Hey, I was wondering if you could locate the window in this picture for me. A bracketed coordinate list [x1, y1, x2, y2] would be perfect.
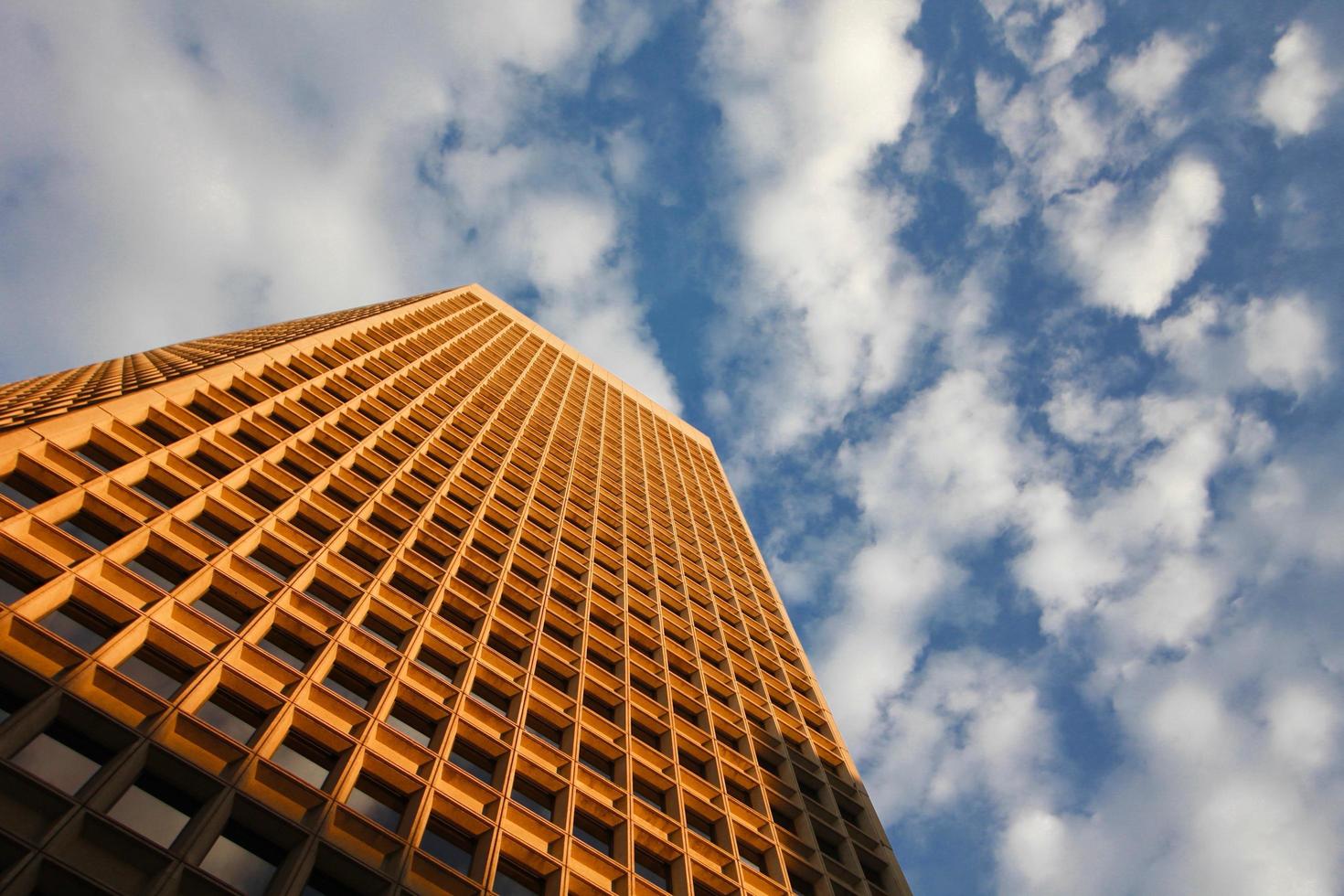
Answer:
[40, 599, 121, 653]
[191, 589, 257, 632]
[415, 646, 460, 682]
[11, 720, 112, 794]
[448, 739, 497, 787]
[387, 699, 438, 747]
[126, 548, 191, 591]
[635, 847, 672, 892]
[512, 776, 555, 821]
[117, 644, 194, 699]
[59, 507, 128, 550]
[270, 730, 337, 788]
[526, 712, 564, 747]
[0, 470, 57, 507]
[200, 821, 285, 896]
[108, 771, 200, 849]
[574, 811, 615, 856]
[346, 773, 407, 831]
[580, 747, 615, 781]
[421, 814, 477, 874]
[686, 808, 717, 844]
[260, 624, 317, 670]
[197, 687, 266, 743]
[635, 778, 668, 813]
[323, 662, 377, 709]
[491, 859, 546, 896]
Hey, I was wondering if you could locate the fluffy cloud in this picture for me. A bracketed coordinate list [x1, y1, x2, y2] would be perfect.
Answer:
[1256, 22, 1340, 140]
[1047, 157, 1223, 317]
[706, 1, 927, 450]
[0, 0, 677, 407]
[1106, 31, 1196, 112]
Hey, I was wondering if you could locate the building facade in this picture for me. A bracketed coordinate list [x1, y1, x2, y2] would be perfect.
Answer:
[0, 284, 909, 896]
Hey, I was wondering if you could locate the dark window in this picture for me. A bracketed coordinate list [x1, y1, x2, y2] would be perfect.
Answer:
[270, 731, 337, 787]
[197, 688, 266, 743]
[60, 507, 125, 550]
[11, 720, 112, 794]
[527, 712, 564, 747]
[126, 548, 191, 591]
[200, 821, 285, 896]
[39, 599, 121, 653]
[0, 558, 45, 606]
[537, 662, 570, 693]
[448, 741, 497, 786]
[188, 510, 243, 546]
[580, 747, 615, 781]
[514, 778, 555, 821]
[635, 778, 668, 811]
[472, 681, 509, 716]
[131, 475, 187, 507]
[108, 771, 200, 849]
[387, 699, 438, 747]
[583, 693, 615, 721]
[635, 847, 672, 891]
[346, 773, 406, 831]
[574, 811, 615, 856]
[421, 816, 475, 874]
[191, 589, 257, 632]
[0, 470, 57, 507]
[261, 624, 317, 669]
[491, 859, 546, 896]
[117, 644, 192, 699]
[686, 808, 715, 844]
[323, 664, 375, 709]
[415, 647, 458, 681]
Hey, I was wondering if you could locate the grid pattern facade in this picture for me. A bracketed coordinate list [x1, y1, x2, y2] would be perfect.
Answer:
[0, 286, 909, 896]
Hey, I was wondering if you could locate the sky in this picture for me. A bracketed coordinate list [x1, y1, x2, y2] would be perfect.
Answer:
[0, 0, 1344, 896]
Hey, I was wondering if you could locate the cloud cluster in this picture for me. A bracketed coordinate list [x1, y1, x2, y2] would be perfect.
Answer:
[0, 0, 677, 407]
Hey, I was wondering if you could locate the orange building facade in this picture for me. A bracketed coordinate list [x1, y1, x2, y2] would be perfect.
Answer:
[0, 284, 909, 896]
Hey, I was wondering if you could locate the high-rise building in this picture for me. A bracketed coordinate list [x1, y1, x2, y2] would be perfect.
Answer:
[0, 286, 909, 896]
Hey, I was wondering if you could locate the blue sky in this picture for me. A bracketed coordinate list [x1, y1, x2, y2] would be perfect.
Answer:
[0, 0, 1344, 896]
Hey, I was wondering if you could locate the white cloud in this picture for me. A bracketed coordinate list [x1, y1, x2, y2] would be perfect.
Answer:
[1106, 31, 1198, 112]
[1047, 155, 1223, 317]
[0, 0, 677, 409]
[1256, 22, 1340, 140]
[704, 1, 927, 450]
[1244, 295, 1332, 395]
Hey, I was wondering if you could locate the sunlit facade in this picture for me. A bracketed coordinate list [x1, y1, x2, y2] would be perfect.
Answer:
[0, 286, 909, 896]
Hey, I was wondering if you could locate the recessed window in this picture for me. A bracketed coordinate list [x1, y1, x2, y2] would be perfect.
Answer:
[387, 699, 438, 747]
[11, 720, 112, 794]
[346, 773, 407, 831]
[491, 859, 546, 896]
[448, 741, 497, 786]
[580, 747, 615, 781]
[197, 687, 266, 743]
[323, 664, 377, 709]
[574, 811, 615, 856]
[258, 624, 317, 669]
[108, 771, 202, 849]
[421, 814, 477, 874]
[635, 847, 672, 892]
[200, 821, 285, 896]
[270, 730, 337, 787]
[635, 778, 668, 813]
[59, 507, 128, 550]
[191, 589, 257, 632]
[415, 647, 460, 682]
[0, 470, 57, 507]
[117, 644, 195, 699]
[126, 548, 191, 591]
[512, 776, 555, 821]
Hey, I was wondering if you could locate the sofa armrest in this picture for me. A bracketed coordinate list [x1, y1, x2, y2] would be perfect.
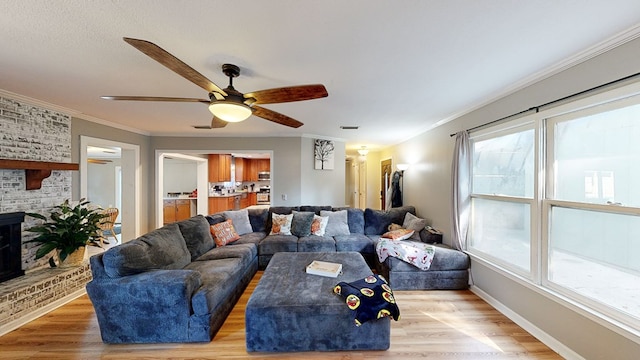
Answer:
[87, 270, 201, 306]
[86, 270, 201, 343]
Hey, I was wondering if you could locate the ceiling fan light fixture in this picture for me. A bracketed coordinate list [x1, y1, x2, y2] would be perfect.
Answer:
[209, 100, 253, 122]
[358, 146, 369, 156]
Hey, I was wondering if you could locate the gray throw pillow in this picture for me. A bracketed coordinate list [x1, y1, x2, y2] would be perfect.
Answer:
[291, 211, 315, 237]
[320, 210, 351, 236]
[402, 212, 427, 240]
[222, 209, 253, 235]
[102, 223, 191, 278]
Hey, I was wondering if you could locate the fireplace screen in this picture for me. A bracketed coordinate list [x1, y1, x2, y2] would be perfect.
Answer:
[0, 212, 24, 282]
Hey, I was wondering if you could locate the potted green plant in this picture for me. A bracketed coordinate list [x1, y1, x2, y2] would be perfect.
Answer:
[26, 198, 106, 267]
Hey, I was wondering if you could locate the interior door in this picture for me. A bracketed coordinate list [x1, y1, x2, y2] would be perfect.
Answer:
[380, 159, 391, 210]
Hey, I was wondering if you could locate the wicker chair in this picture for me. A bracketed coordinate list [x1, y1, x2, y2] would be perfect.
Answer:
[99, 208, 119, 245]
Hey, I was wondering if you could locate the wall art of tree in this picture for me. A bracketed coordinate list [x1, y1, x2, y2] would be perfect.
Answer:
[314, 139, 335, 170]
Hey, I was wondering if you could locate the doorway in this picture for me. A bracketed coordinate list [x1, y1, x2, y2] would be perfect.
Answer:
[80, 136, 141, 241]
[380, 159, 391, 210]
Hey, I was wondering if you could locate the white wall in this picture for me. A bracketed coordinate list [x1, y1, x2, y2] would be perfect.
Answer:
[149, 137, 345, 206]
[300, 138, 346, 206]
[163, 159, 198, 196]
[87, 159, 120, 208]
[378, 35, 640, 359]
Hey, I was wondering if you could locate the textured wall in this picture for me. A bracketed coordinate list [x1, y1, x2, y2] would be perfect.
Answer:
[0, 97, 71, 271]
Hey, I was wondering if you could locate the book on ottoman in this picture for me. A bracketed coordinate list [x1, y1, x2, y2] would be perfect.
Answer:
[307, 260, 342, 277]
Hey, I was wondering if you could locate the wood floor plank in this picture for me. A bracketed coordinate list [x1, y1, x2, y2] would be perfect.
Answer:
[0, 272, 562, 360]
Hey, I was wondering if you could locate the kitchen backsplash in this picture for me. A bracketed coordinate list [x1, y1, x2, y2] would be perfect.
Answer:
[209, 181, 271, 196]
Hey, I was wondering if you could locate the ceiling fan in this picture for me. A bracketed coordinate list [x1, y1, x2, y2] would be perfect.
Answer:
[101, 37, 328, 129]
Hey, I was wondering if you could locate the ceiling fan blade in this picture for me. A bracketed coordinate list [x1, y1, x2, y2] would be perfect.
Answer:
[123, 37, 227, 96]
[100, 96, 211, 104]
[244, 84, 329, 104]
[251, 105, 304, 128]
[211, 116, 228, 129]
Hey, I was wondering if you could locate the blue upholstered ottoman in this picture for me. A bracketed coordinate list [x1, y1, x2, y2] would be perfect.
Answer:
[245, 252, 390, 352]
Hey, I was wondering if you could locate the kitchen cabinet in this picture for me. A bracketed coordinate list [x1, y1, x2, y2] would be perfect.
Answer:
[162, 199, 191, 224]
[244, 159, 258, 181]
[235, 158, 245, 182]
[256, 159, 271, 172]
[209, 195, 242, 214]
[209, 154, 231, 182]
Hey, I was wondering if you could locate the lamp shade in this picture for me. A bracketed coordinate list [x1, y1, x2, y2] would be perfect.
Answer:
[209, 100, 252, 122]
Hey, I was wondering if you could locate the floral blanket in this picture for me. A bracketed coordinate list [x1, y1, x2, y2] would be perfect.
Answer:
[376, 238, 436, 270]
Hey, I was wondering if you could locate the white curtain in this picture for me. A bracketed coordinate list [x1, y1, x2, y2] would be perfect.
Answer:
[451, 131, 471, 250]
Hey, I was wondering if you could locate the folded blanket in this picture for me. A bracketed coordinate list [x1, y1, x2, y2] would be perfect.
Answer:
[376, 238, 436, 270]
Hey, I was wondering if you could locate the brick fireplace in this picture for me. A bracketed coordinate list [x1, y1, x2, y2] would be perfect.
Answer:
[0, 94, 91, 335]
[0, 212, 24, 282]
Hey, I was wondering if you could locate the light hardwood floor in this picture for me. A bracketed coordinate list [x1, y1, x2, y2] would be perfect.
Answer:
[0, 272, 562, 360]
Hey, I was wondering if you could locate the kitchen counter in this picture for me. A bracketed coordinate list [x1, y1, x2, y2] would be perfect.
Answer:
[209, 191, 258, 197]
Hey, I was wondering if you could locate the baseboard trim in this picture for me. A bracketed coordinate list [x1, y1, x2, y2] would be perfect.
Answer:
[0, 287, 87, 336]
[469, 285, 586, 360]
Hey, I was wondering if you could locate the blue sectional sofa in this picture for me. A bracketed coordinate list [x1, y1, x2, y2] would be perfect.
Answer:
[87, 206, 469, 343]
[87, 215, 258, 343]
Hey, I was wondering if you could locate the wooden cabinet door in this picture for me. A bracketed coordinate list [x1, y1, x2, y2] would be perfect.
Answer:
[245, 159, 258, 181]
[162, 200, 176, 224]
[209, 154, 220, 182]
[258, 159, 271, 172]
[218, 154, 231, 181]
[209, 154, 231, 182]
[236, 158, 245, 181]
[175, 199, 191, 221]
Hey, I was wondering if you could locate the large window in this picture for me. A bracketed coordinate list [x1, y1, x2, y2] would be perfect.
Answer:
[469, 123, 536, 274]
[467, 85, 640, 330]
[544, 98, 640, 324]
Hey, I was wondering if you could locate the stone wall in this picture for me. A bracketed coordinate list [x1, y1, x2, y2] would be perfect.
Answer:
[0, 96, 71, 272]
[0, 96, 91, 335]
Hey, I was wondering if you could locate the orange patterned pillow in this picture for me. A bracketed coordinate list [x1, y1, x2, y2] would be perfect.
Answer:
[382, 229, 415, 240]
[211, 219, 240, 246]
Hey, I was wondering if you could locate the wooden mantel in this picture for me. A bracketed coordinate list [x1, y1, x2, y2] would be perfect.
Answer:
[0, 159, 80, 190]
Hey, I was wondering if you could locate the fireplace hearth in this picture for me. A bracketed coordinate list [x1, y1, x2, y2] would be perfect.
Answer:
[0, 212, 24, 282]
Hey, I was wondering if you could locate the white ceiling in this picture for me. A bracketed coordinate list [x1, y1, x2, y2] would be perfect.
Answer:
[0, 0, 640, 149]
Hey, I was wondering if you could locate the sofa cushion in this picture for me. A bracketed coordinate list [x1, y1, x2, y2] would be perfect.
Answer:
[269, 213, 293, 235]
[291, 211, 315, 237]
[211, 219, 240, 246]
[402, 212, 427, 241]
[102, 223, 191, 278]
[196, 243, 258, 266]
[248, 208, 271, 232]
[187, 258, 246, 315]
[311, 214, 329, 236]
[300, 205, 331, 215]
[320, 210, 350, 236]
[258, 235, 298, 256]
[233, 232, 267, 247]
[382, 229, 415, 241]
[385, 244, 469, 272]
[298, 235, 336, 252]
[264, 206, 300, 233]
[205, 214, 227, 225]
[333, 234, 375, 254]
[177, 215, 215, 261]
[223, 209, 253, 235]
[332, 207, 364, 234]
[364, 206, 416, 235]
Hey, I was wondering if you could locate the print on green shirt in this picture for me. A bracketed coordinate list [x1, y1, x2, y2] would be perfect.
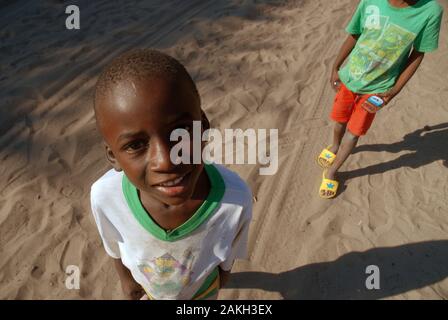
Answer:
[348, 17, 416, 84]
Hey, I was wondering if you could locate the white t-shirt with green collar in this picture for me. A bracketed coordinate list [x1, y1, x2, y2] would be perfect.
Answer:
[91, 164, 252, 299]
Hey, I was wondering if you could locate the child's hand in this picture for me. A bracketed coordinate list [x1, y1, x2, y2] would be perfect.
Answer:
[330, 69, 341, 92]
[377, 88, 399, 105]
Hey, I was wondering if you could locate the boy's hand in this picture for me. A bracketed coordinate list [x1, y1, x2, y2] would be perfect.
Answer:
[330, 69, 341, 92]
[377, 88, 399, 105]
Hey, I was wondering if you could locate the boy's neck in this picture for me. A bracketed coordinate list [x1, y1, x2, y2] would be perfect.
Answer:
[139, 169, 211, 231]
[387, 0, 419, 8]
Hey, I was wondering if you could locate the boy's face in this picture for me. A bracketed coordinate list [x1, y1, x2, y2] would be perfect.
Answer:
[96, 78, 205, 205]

[Exercise instructions]: Pick out every line in the data above that contains the word "shirt", and copy each one.

[Reply]:
Hey, I was wondering if you could locate the print on green shirt in this picture for me. A bracketed coordinate list [x1, y1, x2, y2] would be perfect.
Hey, I was wondering if you could locate the white t-shirt with green collar in this picture for me. A bracketed coordinate list [x1, y1, x2, y2] would be perfect.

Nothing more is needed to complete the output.